----- Document excerpt

I am sorry about that rant, GHC devs are doing a terrific job, it is a
wonderful technology but it has a potential to become much more usable by
a lot more ordinary programmers like me if the error messages and the
documentation become a little better.
Keeping that aside, I still have a few questions about the issue at hand,
I suspect there is a bug here:
1) Why a and a0 are treated as different types in the first version of the
code? If a ~ a0 then there won't be a loop. In fact, this code is coercing
a type into itself, which should be trivial. In the second version of the
code where it works, the two types have been explicitly forced to be the
same via a type signature.
2) This code works fine if the "Stream" type is defined using "data"
instead of a "newtype". It puzzles me, why in that case we are not going
into a loop? Why in that case the types a and a0 are the same?
About the error message, I think it can be improved. First of all, a
regular programmer won't have any idea what a "reduction stack" is, they
can just guess, it is possibly a GHC internal thing. The error message is
for GHC developers, not for users. The flag "-freduction-depth" is only
mentioned in "Undecidable Instances section" of the guide, nowhere else.

----------
----- Data entries

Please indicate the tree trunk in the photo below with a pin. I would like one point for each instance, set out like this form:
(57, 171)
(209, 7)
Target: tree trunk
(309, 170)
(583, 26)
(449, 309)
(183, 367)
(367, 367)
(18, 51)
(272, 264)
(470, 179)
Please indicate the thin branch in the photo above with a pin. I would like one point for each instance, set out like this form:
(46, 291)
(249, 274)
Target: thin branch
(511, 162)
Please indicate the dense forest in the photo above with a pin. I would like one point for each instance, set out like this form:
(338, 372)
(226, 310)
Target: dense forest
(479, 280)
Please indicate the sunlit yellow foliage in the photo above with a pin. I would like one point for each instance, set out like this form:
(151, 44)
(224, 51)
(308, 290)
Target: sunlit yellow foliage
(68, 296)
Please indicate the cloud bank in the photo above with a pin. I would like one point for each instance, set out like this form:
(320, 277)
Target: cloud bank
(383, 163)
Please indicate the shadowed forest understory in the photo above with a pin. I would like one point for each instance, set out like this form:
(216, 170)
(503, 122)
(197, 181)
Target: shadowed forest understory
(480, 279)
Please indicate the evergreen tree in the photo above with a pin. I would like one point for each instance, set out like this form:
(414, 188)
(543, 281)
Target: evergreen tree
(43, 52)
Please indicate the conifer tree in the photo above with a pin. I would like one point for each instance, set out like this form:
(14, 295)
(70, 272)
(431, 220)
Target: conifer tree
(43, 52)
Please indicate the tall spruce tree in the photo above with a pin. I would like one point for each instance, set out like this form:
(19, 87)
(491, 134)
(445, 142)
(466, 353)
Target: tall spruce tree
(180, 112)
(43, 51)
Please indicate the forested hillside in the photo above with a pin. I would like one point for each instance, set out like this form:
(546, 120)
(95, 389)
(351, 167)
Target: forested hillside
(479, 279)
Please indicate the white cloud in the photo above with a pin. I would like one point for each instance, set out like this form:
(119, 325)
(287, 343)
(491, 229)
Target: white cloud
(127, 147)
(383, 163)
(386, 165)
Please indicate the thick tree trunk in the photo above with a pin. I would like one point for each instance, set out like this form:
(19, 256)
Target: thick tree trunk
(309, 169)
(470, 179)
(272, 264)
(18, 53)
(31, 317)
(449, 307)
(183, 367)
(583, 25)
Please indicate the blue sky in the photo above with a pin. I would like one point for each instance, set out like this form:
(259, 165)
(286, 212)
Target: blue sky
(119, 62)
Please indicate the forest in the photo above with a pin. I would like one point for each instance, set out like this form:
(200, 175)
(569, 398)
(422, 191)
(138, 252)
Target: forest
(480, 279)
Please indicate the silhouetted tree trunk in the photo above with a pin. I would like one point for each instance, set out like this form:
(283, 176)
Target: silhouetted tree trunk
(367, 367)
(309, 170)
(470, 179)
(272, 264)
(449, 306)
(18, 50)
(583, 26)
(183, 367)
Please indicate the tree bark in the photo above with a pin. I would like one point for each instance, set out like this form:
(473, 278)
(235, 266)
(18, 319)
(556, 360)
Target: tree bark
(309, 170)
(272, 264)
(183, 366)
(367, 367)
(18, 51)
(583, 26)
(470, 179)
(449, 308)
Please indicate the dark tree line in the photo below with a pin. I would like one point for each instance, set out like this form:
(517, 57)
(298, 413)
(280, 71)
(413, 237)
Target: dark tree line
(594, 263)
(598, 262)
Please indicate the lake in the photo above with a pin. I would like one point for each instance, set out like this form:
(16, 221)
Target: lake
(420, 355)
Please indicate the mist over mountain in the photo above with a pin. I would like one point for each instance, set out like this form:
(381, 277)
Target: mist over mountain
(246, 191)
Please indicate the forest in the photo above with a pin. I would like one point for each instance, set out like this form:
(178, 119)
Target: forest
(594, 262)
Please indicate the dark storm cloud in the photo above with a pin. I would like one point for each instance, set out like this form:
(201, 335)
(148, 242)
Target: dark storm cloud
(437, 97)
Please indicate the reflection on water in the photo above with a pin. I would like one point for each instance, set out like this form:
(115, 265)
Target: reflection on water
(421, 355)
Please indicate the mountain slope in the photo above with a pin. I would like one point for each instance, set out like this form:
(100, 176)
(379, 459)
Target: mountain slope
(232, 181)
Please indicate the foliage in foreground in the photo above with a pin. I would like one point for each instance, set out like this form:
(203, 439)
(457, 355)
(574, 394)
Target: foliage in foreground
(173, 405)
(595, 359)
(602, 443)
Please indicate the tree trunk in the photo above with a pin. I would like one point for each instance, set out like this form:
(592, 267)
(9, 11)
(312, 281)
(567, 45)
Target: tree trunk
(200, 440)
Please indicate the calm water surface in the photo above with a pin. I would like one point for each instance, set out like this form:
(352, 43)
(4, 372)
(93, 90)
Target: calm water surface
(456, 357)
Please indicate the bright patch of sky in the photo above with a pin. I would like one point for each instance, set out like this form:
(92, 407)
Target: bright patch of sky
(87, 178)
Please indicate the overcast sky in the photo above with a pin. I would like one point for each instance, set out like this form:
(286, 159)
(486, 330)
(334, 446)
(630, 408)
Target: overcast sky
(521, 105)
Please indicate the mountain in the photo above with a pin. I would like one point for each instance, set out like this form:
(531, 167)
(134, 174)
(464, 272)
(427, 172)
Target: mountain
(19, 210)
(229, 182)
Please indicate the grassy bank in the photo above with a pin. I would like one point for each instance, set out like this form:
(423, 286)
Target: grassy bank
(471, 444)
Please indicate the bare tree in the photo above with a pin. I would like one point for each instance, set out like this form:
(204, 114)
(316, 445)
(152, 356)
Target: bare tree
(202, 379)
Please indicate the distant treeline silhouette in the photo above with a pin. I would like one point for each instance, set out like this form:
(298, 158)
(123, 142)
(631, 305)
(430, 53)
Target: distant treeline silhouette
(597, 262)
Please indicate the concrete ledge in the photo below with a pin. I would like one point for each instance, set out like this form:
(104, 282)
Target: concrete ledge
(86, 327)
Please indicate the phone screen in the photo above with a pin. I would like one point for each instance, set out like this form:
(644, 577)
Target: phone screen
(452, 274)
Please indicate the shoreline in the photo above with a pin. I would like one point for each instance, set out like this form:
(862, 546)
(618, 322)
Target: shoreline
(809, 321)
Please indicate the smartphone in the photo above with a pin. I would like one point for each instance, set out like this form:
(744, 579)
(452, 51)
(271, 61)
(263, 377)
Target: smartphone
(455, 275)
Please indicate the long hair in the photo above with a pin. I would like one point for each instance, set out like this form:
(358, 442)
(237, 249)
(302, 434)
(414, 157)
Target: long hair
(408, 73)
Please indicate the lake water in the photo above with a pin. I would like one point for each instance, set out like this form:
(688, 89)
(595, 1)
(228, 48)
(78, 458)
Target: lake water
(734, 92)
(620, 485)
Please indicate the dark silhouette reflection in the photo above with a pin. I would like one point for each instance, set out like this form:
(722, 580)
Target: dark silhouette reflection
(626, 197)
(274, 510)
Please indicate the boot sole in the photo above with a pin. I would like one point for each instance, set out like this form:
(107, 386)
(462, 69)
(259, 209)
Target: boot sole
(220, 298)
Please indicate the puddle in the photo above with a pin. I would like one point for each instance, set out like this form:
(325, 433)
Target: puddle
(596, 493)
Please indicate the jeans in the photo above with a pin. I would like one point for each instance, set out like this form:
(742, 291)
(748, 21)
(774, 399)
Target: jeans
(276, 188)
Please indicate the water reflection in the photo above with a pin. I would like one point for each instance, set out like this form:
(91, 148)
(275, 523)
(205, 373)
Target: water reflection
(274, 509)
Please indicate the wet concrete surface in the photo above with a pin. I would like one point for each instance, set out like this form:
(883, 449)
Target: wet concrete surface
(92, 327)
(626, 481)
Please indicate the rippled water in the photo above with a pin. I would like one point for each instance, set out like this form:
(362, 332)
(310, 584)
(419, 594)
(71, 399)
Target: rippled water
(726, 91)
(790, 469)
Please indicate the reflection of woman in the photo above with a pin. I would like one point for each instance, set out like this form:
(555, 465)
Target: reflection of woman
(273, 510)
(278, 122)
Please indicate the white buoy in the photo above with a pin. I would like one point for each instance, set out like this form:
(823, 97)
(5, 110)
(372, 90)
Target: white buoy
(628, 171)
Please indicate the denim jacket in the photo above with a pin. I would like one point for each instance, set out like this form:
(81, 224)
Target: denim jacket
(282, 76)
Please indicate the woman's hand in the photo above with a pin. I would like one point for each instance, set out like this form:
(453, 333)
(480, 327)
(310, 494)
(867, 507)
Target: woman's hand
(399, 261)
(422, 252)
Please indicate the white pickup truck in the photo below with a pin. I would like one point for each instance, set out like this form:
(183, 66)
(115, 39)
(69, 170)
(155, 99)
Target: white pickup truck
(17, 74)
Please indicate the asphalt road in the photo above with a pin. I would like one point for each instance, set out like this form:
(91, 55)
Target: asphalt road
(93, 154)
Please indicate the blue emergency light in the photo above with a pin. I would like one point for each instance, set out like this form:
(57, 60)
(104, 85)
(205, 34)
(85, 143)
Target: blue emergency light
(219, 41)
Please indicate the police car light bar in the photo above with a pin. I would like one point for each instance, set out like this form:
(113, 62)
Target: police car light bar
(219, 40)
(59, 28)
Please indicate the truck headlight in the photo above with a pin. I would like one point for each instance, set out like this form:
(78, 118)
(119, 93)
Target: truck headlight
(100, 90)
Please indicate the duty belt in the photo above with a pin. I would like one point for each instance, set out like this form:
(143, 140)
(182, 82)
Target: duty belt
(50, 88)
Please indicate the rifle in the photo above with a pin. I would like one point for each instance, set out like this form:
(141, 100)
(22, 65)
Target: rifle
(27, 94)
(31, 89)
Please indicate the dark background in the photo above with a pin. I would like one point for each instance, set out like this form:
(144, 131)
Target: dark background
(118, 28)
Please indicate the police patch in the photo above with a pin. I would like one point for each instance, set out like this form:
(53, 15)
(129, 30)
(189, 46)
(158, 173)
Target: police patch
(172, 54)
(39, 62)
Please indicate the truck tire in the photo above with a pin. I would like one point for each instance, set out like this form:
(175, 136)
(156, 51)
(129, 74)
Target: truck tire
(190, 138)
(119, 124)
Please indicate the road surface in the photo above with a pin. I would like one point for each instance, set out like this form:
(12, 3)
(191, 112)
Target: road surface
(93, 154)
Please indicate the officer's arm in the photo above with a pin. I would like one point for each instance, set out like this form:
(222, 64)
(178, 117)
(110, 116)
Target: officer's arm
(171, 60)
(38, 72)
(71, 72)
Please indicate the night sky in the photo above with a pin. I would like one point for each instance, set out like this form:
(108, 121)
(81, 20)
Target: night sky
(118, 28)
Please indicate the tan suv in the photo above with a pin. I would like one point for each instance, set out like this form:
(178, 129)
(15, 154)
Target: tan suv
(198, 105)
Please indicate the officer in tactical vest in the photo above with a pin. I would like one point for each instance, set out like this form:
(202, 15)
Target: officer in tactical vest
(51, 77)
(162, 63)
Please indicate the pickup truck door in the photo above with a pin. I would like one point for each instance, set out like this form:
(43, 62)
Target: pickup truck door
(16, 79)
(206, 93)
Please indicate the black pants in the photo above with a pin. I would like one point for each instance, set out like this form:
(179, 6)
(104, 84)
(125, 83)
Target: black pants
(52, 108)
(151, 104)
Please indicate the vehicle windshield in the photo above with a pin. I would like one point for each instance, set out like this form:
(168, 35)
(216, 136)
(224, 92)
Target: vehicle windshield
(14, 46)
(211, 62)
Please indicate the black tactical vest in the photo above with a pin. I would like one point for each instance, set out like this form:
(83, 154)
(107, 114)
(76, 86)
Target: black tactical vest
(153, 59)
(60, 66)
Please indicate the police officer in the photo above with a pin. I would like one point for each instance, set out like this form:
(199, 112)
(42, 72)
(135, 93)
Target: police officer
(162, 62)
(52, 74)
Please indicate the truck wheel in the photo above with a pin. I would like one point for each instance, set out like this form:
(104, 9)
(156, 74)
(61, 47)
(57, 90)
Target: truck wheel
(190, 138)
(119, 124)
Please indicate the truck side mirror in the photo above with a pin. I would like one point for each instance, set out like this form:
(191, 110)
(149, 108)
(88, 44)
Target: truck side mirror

----------

#### To do:
#1 Reproduce the passage about GHC from "About the error" down to "guide, nowhere else.".
#2 Summarize the passage about GHC in two sentences.
#3 Write what comes next in the passage about GHC, starting after its final sentence.

#### Solved problems:
#1
About the error message, I think it can be improved. First of all, a
regular programmer won't have any idea what a "reduction stack" is, they
can just guess, it is possibly a GHC internal thing. The error message is
for GHC developers, not for users. The flag "-freduction-depth" is only
mentioned in "Undecidable Instances section" of the guide, nowhere else.

#2 The writer apologizes for an earlier rant, praises GHC, and says it could serve many more ordinary programmers if its error messages and documentation improved, then suspects a bug in the issue under discussion. The writer asks why a and a0 are treated as different types when the code works once a type signature forces them to be the same, or when "Stream" is defined with "data" instead of "newtype," and argues that the error message about a "reduction stack" is meant for GHC developers, with the "-freduction-depth" flag mentioned only in the "Undecidable Instances section" of the guide.

#3
If the programmer is supposed to know about the reduction stack then it
should be documented and the concept should be explained. But I guess we
can do better even without doing that. The error message can perhaps be
phrased something like this, it might be inaccurate, but just to give an
idea:
{{{
When trying to determine that the representation of type x is the
same as that of type y, we expanded the types n times but still
could not determine that they are equal, we can go on but we
are limited by the reduction stack size which can be changed by
using the -freduction-depth option. In some cases where the
types are recursively defined, it is possible that the expansion
forms an infinite loop that never terminates. For more details
and examples see this manual page.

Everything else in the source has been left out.